— START OF MATERIAL PROVIDED —

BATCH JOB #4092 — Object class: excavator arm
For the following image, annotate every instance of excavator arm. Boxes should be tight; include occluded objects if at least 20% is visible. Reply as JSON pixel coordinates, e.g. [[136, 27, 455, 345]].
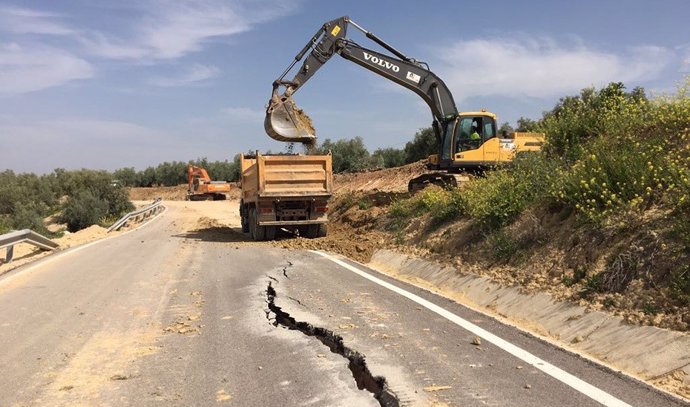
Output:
[[264, 16, 458, 144]]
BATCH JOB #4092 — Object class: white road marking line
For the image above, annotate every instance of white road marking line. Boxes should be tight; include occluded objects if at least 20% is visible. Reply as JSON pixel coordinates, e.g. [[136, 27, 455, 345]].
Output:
[[310, 250, 632, 407]]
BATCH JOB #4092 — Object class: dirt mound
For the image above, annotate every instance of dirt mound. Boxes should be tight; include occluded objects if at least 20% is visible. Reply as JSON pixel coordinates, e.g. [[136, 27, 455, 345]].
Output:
[[333, 161, 428, 193], [270, 222, 390, 262], [129, 184, 187, 201]]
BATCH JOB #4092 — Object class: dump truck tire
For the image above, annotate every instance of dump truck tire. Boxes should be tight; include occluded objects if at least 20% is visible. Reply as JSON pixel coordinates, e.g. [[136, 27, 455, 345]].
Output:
[[249, 208, 266, 241], [240, 211, 249, 233], [304, 225, 320, 239], [264, 226, 278, 240]]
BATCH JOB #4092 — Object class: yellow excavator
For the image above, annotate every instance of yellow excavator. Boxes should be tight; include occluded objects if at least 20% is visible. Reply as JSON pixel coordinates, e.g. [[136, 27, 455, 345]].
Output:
[[264, 16, 544, 191]]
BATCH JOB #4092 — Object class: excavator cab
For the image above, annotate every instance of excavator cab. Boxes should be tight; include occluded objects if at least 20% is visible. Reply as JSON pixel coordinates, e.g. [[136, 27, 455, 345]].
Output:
[[436, 110, 496, 170]]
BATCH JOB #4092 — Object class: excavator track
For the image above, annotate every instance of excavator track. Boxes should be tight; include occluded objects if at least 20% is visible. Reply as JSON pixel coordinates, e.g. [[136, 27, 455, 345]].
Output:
[[407, 172, 470, 194]]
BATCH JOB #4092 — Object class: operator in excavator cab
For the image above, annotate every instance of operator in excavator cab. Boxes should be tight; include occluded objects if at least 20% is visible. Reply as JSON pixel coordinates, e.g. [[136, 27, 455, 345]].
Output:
[[470, 120, 482, 141]]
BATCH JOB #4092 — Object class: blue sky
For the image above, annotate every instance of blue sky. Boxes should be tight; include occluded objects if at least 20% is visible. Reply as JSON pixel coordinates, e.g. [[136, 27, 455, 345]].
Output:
[[0, 0, 690, 173]]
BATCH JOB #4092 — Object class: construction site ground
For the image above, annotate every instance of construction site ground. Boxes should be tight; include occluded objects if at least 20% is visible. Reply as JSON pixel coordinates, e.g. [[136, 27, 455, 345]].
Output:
[[0, 163, 690, 398]]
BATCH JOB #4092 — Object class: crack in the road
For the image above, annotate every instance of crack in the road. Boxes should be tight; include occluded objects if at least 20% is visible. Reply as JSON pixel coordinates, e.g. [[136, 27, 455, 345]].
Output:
[[266, 281, 400, 407], [283, 260, 292, 279]]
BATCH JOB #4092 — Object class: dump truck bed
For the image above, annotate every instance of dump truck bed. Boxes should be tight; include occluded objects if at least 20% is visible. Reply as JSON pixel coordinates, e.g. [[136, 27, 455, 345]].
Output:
[[241, 154, 333, 202], [240, 153, 333, 240]]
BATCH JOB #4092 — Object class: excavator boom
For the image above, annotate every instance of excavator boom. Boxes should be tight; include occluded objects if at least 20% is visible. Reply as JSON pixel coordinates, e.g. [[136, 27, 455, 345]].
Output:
[[264, 16, 457, 145]]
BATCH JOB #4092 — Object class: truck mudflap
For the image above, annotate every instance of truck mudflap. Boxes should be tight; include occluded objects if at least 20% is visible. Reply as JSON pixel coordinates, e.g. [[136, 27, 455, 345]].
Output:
[[259, 219, 328, 226]]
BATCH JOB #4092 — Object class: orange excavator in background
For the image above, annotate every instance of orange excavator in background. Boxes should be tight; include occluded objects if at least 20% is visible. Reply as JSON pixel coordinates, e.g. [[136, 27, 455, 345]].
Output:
[[187, 165, 230, 201]]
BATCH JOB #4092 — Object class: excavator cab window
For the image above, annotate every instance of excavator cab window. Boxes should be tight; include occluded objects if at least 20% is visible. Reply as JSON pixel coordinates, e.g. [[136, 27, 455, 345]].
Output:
[[455, 116, 484, 153], [441, 123, 454, 160]]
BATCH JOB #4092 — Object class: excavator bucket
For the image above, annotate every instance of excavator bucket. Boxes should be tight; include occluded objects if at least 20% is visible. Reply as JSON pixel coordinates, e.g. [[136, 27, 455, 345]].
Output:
[[264, 93, 316, 146]]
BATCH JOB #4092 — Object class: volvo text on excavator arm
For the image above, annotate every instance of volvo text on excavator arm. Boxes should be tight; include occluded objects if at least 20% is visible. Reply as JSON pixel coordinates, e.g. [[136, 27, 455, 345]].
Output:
[[264, 16, 458, 150]]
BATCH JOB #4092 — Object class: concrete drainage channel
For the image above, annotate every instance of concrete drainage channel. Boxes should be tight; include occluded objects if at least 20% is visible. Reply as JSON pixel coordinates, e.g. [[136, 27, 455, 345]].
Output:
[[266, 282, 400, 407]]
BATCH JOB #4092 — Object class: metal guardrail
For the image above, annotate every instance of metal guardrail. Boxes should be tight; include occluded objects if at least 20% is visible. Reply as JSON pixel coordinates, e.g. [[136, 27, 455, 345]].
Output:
[[108, 198, 163, 232], [0, 229, 60, 263]]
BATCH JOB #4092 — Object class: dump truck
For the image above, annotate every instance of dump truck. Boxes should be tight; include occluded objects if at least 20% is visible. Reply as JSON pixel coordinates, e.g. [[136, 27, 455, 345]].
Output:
[[187, 165, 230, 201], [240, 151, 333, 240]]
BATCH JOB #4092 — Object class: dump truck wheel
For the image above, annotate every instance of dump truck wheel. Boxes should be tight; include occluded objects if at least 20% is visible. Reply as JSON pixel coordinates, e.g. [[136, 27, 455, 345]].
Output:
[[240, 213, 249, 233], [304, 225, 319, 239], [249, 208, 266, 241], [247, 209, 256, 240]]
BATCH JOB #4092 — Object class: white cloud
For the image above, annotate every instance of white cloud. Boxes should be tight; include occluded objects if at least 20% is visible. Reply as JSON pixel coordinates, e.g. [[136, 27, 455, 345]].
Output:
[[677, 44, 690, 73], [437, 36, 675, 102], [81, 0, 294, 61], [0, 117, 171, 173], [149, 64, 220, 87], [0, 6, 76, 35], [0, 43, 93, 95]]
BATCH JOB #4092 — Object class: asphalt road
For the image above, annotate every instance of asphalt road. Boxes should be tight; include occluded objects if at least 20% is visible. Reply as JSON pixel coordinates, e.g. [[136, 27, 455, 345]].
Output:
[[0, 207, 687, 406]]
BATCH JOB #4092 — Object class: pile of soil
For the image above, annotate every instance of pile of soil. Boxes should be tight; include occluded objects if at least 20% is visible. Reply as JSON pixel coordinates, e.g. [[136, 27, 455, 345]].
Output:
[[129, 183, 241, 201], [333, 161, 429, 194]]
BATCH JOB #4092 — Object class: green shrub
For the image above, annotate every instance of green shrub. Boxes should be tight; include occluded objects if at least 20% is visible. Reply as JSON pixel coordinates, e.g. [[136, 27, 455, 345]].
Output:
[[12, 205, 49, 235], [463, 170, 530, 229], [389, 186, 459, 219], [60, 190, 108, 232]]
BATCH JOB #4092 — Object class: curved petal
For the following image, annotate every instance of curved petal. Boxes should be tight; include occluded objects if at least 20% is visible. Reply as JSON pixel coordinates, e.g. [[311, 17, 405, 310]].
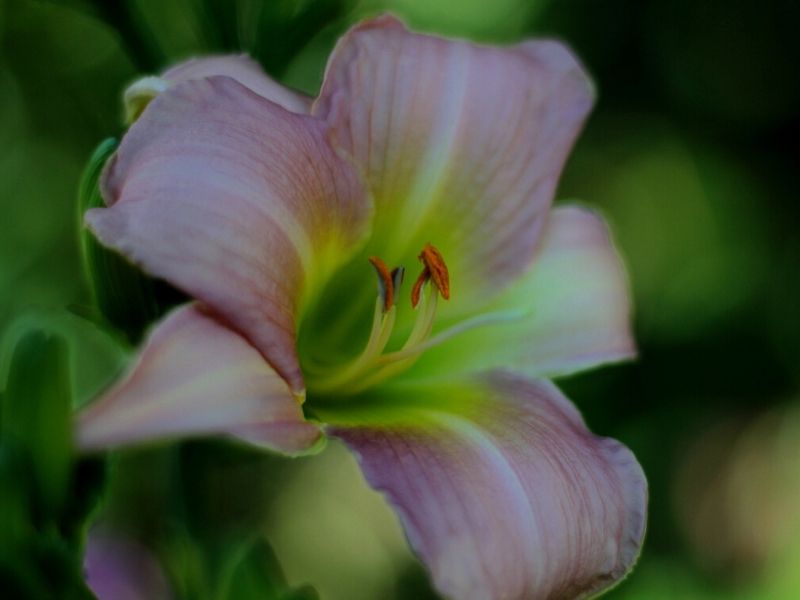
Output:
[[312, 17, 593, 312], [404, 206, 636, 380], [76, 305, 321, 454], [86, 77, 371, 394], [123, 54, 311, 124], [322, 373, 647, 600], [161, 54, 311, 114]]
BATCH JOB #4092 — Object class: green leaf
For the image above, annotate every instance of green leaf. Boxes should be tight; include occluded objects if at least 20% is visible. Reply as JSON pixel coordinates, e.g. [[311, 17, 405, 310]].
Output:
[[78, 138, 186, 344], [220, 539, 318, 600], [2, 329, 72, 513]]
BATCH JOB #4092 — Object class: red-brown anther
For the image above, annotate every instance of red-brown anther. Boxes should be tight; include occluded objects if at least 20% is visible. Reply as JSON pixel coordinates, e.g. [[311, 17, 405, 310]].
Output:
[[369, 256, 394, 312], [411, 243, 450, 307]]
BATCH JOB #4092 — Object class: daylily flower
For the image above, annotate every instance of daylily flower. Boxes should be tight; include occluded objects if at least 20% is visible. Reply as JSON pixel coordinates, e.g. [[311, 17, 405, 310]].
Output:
[[77, 17, 646, 599]]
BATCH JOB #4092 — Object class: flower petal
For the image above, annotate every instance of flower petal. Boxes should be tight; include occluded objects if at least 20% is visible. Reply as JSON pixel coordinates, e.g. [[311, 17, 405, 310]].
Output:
[[329, 373, 647, 600], [76, 305, 321, 454], [312, 17, 593, 310], [161, 54, 311, 114], [86, 77, 371, 393], [83, 530, 172, 600], [404, 206, 636, 378]]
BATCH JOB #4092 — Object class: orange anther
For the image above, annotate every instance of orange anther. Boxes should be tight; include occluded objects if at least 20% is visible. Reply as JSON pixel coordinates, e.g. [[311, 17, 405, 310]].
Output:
[[411, 243, 450, 308], [419, 243, 450, 300]]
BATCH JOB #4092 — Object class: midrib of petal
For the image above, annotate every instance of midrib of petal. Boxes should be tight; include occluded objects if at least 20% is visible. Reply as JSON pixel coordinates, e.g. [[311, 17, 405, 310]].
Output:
[[377, 44, 469, 256], [426, 411, 546, 597]]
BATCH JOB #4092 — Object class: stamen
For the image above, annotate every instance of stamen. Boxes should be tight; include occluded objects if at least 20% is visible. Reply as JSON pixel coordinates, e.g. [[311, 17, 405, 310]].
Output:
[[312, 243, 468, 395], [411, 267, 431, 308], [411, 242, 450, 308], [369, 256, 394, 312], [419, 242, 450, 300]]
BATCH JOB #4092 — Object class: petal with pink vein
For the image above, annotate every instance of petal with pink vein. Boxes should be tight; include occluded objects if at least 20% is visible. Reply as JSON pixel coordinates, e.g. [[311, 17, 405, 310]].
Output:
[[161, 54, 311, 114], [76, 305, 321, 455], [404, 206, 636, 379], [86, 77, 371, 393], [312, 17, 593, 311], [327, 373, 647, 600]]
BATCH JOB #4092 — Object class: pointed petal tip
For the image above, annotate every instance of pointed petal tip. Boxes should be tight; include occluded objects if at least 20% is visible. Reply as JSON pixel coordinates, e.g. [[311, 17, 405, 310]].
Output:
[[75, 304, 322, 455], [328, 372, 647, 600]]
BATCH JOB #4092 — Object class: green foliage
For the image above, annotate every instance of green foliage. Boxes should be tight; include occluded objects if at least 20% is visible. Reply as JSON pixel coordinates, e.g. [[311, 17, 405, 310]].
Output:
[[0, 328, 104, 600], [78, 138, 184, 344]]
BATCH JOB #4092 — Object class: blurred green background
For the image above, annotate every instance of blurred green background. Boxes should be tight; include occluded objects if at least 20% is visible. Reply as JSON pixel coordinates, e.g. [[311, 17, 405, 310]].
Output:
[[0, 0, 800, 600]]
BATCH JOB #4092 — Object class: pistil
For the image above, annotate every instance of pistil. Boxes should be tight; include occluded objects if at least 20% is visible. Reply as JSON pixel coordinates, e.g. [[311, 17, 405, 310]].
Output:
[[309, 244, 450, 394]]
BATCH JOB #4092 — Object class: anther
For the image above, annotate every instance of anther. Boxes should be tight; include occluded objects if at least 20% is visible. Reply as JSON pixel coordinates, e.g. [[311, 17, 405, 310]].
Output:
[[411, 243, 450, 308], [369, 256, 394, 312]]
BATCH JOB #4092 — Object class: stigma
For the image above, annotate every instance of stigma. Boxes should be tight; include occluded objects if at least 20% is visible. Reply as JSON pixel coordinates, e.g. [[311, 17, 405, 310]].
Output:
[[308, 243, 450, 395]]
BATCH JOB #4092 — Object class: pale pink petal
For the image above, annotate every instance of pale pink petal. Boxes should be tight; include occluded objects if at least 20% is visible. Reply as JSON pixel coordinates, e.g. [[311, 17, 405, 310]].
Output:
[[76, 305, 321, 454], [83, 530, 172, 600], [408, 206, 636, 379], [330, 373, 647, 600], [86, 77, 370, 393], [161, 54, 311, 114], [312, 17, 593, 311]]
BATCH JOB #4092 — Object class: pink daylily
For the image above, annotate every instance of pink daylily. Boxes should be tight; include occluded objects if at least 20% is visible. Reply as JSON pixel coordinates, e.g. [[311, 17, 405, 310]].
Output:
[[77, 17, 647, 600]]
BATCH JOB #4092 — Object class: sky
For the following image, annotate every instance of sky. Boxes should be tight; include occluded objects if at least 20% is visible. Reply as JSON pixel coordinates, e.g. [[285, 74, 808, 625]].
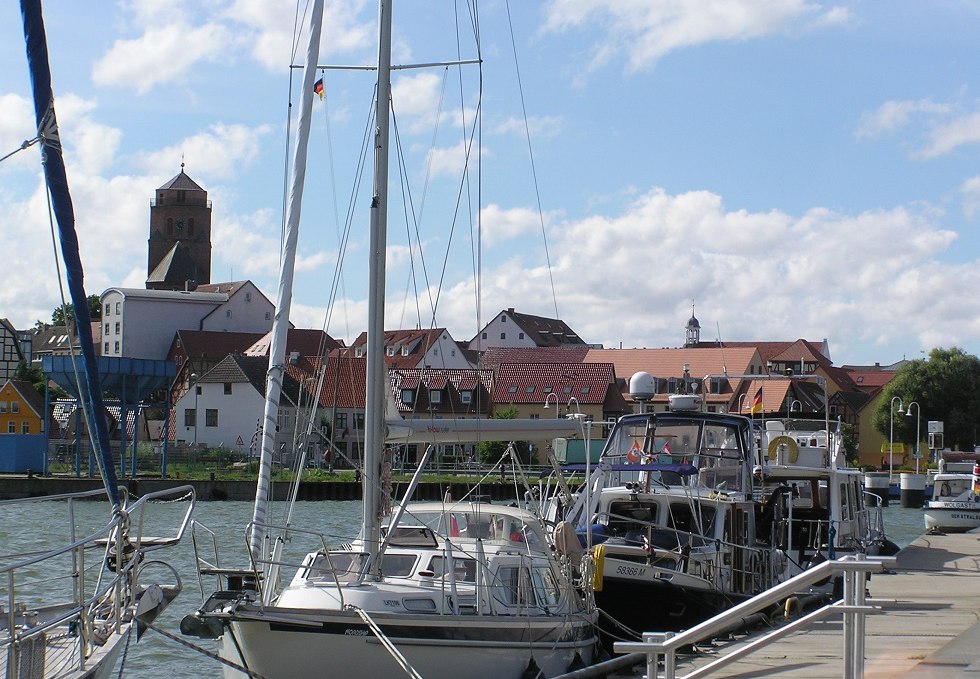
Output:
[[0, 0, 980, 365]]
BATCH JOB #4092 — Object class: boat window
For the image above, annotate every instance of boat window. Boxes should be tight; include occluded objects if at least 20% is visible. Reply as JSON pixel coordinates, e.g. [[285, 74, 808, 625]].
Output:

— END OF MATERIAL PROVIDED —

## WHAT YOU WILL DO:
Could you rewrite everything from the start of the listing down to the line containing "[[407, 172, 470, 194]]" with "tight" changed to "snug" and nothing else altered? Leave the pictures out.

## FINAL ANSWER:
BATCH JOB #4092 — Object class: excavator arm
For the following image, annotate every instance of excavator arm. Boxes should be snug; include occluded objects if at least 20% is visible. Reply as JSON pixel coordinates, e.g. [[136, 27, 455, 345]].
Output:
[[264, 16, 458, 144]]
BATCH JOB #4092 — Object class: white road marking line
For the image above, annotate every instance of white road marking line. Boxes should be snug; include occluded objects if at least 20% is visible. Reply as JSON pixel coordinates, e.g. [[136, 27, 455, 345]].
Output:
[[310, 250, 632, 407]]
BATCH JOB #4092 — Object class: dirt mound
For the image above, annotate every instance of dirt mound. Boxes should be snug; include occluded objects if at least 20% is visible. Reply as JSON pixel coordinates, e.g. [[136, 27, 455, 345]].
Output:
[[333, 161, 428, 193], [270, 222, 390, 262], [129, 184, 187, 201]]
BATCH JOB #4092 — Object class: dump truck tire
For the image above, annotate every instance of dump truck tire. Boxes should be snug; include occluded objects if at least 20% is visible. Reply as JSON pixel coordinates, e.g. [[136, 27, 455, 345]].
Output:
[[249, 208, 266, 241], [240, 211, 249, 233], [304, 225, 320, 239], [264, 226, 278, 240]]
BATCH JOB #4092 — Object class: yellow excavator
For the image above, annotate every instance of yellow excavator. Boxes should be snug; include occluded objects if at least 20% is visible. Reply as JSON pixel coordinates, e.g. [[136, 27, 455, 345]].
Output:
[[264, 16, 544, 191]]
BATCH JOB #4092 — Object class: excavator cab
For the image above, annotate every instance of excavator cab. Boxes should be snug; include occluded objects if at least 20% is visible. Reply as JSON pixel coordinates, e.g. [[136, 27, 455, 345]].
Output:
[[436, 110, 496, 170]]
BATCH JOB #4092 — Object class: excavator track
For the image above, annotate every instance of excavator track. Boxes should be snug; include occluded objects if at least 20% is visible. Reply as JSON pixel coordinates, e.g. [[136, 27, 455, 345]].
Output:
[[407, 172, 470, 194]]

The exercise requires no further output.